## Excerpt provided
============================================================

Each year, September 30 marks the National Day for Truth and Reconciliation.

The day honours the children who never returned home and Survivors of residential schools, as well as their families and communities. Public commemoration of the tragic and painful history and ongoing impacts of residential schools is a vital component of the reconciliation process.

Wear orange
Both the National Day for Truth and Reconciliation and Orange Shirt Day take place on September 30.

Orange Shirt Day is an Indigenous-led grassroots commemorative day intended to raise awareness of the individual, family and community inter-generational impacts of residential schools, and to promote the concept of "Every Child Matters". The orange shirt is a symbol of the stripping away of culture, freedom and self-esteem experienced by Indigenous children over generations.

On September 30, we encourage all Canadians to wear orange to honour the thousands of Survivors of residential schools

Learn about the origins of Orange Shirt Day and Phyllis’s Story here

We here at The Rimrock Resort support Indigenous Tourism and Indigenous-owned businesses.
While COVID-19 has severely impacted the tourism industry, it has had an even more significant impact on Indigenous Tourism.
Learn about the struggles of Indigenous-owned tourism in the time of COVID here

Want to know how you can help? Learn more about accredited and authentic indigenous experiences across Canada here
Learn more about indigenous experiences specific to Alberta here
Bow Valley indigenous-owned businesses are:
    Buffalo Nations Museum
    Carter-Ryan Gallery
    Stoney Nakoda Resort and Casino



Truth and Reconciliation Bike Ride – Canmore to Banff Legacy Trail:

Our September 30th ride will be a day to honour Truth and Reconciliation Day. A day to recognize, respect, remember and reconcile. About this event

The Banff Legacy Trail links the communities of Canmore and Banff via a ~25 km one-way, easy gradient paved pathway. This beautiful trail is situated on the traditional 7 territory and oral practices of the Îyârhe Nakoda (Stoney Nakoda) – comprised of the Bearspaw First Nation, Chiniki First Nation, and Wesley First Nation – as well as the Tsuut’ina First Nation and the Blackfoot Confederacy comprised of the Siksika, Piikani, Kainai. This is a free event and a great day out to enjoy the sun, take in some mountain air and get some exercise! The ride is very family friendly. We have had people come out and do a bit of the ride, half of the ride, or the whole ride there and back. This year we are excited to include a tasty food station as well, donated by Strike Group. It should be a special and memorable day!

============================================================

## Input data
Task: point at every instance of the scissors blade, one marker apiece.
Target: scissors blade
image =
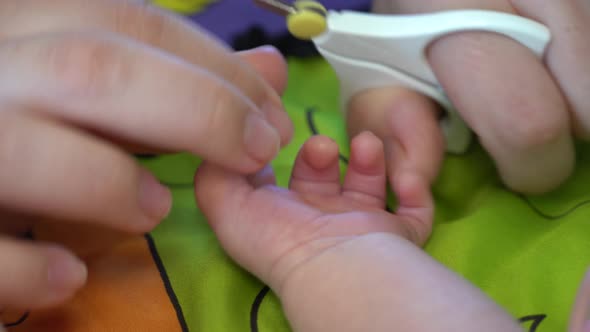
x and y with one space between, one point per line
277 6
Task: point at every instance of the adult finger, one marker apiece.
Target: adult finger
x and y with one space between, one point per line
507 97
37 275
150 26
568 55
51 170
270 64
101 83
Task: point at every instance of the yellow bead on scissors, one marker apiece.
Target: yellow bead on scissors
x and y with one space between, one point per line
182 6
308 21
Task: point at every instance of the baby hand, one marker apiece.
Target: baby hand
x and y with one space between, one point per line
273 231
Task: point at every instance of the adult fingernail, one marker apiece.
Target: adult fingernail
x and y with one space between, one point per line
265 49
154 198
277 116
261 140
65 272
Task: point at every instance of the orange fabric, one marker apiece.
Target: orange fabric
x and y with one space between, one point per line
124 291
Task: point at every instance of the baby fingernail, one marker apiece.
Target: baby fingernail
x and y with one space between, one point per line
261 140
65 271
154 198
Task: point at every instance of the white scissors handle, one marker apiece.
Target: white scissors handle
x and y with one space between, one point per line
371 50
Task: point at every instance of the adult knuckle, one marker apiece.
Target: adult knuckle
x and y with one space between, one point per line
87 67
141 22
534 124
10 138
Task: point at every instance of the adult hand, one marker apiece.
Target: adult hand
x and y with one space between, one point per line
527 112
82 84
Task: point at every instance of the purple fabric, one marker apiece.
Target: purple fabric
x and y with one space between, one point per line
226 18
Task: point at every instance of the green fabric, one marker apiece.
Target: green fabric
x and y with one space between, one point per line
528 253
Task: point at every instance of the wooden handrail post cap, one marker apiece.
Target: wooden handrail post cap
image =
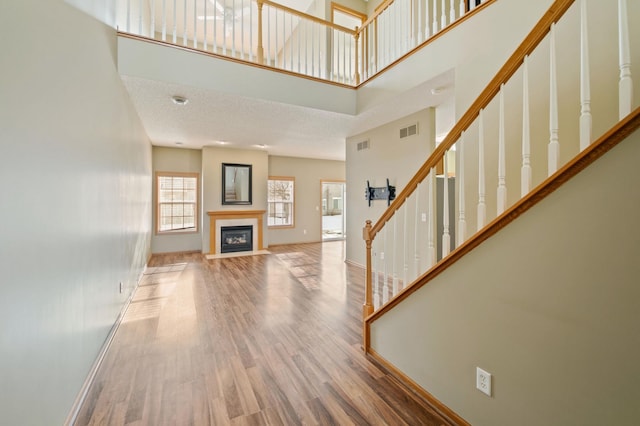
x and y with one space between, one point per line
366 231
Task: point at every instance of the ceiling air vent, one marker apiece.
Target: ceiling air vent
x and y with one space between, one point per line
409 131
363 145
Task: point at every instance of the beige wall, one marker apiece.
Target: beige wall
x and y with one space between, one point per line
308 198
388 157
212 159
75 218
548 306
185 161
479 68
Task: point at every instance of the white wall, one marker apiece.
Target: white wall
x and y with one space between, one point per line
212 159
479 46
308 198
388 157
184 161
478 70
75 217
561 338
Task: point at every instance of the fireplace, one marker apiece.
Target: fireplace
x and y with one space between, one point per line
236 238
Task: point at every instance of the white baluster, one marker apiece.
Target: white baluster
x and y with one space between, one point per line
462 220
284 40
233 29
152 24
384 257
242 28
313 44
431 249
268 36
585 90
502 187
446 238
425 27
625 86
195 24
184 27
376 278
250 32
525 171
482 207
129 16
452 11
175 23
420 34
215 33
416 256
404 248
306 49
299 44
435 17
554 145
394 264
164 20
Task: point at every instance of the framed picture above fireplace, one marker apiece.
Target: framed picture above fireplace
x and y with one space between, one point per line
236 183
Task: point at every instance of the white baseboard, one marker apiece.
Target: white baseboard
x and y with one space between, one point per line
84 390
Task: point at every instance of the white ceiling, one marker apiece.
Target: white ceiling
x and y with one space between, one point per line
211 116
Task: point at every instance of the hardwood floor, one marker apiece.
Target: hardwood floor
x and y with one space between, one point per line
258 340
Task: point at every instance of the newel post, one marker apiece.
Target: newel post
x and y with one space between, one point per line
260 49
367 308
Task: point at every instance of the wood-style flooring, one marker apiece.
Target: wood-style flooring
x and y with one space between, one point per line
257 340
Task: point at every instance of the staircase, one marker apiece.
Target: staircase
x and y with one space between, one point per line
537 288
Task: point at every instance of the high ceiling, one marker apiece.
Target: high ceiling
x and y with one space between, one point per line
211 117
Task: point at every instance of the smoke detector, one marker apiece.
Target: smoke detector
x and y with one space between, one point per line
179 100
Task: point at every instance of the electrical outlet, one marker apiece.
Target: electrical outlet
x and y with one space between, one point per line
483 381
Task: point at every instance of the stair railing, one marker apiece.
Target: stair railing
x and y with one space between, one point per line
412 238
266 33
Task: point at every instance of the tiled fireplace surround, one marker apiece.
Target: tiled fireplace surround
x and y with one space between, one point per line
218 219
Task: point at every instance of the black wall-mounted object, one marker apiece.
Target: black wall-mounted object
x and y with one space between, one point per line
380 193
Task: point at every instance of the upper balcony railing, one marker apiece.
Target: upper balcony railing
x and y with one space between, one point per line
267 33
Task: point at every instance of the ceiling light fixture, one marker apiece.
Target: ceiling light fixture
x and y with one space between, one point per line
179 100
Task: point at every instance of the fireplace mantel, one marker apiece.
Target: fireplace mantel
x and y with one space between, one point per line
233 214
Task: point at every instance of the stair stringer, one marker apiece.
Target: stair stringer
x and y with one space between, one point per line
547 305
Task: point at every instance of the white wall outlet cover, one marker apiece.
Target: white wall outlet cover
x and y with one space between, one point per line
483 381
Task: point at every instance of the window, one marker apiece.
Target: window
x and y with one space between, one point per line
177 198
280 201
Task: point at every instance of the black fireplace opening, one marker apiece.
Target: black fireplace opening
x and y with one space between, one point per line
236 238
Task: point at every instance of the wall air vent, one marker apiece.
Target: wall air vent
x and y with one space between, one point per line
363 145
409 131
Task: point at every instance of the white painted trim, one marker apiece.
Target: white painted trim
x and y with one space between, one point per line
84 390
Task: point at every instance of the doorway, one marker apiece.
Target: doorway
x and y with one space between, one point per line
333 210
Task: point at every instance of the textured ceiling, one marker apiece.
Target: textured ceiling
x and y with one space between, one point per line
286 130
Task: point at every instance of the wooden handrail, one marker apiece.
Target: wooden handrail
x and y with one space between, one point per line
619 132
309 17
537 34
379 10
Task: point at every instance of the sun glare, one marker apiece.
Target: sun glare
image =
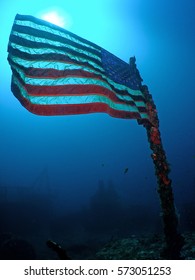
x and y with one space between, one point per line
57 17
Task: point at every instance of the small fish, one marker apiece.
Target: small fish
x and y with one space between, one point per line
126 170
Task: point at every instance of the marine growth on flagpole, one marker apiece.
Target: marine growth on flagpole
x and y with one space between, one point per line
55 72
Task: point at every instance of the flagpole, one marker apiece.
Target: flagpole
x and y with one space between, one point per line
174 240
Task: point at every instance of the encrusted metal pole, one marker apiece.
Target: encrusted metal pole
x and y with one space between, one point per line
174 240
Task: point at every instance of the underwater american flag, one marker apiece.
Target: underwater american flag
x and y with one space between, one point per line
55 72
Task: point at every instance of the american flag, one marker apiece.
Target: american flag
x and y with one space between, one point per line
55 72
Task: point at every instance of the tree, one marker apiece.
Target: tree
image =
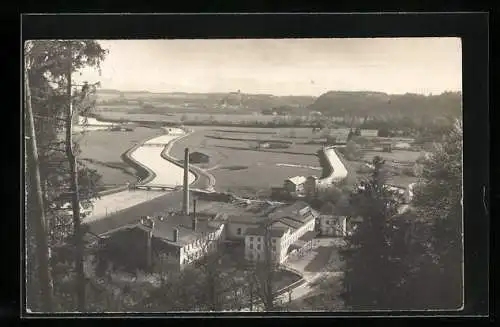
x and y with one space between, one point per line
438 201
367 252
51 64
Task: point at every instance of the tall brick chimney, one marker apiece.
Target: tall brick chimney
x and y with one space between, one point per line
195 219
185 199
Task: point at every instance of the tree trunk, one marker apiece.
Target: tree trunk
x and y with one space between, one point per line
80 276
38 218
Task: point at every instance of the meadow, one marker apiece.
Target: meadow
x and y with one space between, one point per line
102 150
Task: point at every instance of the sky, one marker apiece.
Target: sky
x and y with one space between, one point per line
282 66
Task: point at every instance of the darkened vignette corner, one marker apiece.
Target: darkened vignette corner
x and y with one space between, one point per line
149 131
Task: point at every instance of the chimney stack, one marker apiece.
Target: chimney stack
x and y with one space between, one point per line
176 235
195 219
185 200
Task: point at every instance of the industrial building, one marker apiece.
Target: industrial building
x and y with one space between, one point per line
287 229
198 157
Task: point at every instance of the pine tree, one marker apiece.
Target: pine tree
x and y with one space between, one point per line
369 271
438 201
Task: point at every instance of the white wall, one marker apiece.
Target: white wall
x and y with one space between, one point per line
251 247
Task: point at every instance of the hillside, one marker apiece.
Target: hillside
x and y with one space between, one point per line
377 104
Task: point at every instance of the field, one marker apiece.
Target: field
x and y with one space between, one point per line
229 116
240 168
102 150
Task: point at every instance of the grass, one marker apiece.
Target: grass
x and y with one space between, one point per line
283 278
261 171
102 151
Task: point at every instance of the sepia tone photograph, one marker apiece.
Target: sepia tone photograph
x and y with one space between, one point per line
243 175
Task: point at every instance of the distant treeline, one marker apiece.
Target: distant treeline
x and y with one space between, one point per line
377 104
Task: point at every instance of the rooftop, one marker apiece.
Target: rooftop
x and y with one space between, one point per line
260 231
299 211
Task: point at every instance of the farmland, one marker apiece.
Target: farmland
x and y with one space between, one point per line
240 168
102 150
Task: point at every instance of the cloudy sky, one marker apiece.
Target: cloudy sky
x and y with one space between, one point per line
282 66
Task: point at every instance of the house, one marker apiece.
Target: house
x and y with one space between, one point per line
288 229
198 157
294 184
332 220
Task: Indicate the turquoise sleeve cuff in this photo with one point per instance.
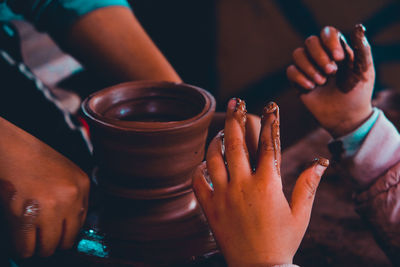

============================================================

## Your tasks
(a) Translate this sentence from the page on the National Day for Truth and Reconciliation into French: "Both the National Day for Truth and Reconciliation and Orange Shirt Day take place on September 30."
(b) Reproduce the passage of the page on the National Day for Truth and Reconciliation starting at "The day honours" and ending at "children over generations.".
(c) Carry on the page about the National Day for Truth and Reconciliation and the bike ride, picking up right after its final sentence.

## Set of answers
(a) La Journée nationale de la vérité et de la réconciliation et la Journée du chandail orange ont toutes deux lieu le 30 septembre.

(b)
The day honours the children who never returned home and Survivors of residential schools, as well as their families and communities. Public commemoration of the tragic and painful history and ongoing impacts of residential schools is a vital component of the reconciliation process.

Wear orange
Both the National Day for Truth and Reconciliation and Orange Shirt Day take place on September 30.

Orange Shirt Day is an Indigenous-led grassroots commemorative day intended to raise awareness of the individual, family and community inter-generational impacts of residential schools, and to promote the concept of "Every Child Matters". The orange shirt is a symbol of the stripping away of culture, freedom and self-esteem experienced by Indigenous children over generations.

(c)
Scars to Stars:

Residential School Presentation with Angus Cockney

You are invited to attend a presentation at the Whyte Museum of the Canadian Rockies on Thursday, September 29, 2022, at 7 p.m. Angus Cockney, a long-time Bow Valley resident, is a 13-year Residential School Survivor who was also orphaned at age eight. His presentation, "Scars and Stars," outlines that life is not without its scars. However, by sharing his story, he inspires others to move forward; in other words, one needs to feed their destiny more than their history. Please join the Whyte Museum and Angus Cockney on September 29th at 7 p.m. as we prepare for a day of reflection on the National Day for Truth and Reconciliation (September 30). This presentation is in person at the Whyte Museum of the Canadian Rockies at 7:00 p.m. Tickets are free. Online registration is encouraged.

We encourage participants to gather with us again on October 1 from 2 to 3:00 p.m. on the museum grounds around a fire to share what you did on September 30 with local Indigenous community members in attendance. Light refreshments will be served.



Teepee at RCMP Detachment

A teepee is being placed on the grounds of the Royal Canadian Mounted Police (RCMP) Detachment located at 335 Lynx Street from September 23 – October 3. On September 30, Elders from the Stoney Nakoda First Nation will be providing a prayer service between 10 a.m. and 12 p.m. The purpose of this gathering is to recognize the tragic legacy of residential schools, the missing children, the families, and the survivors.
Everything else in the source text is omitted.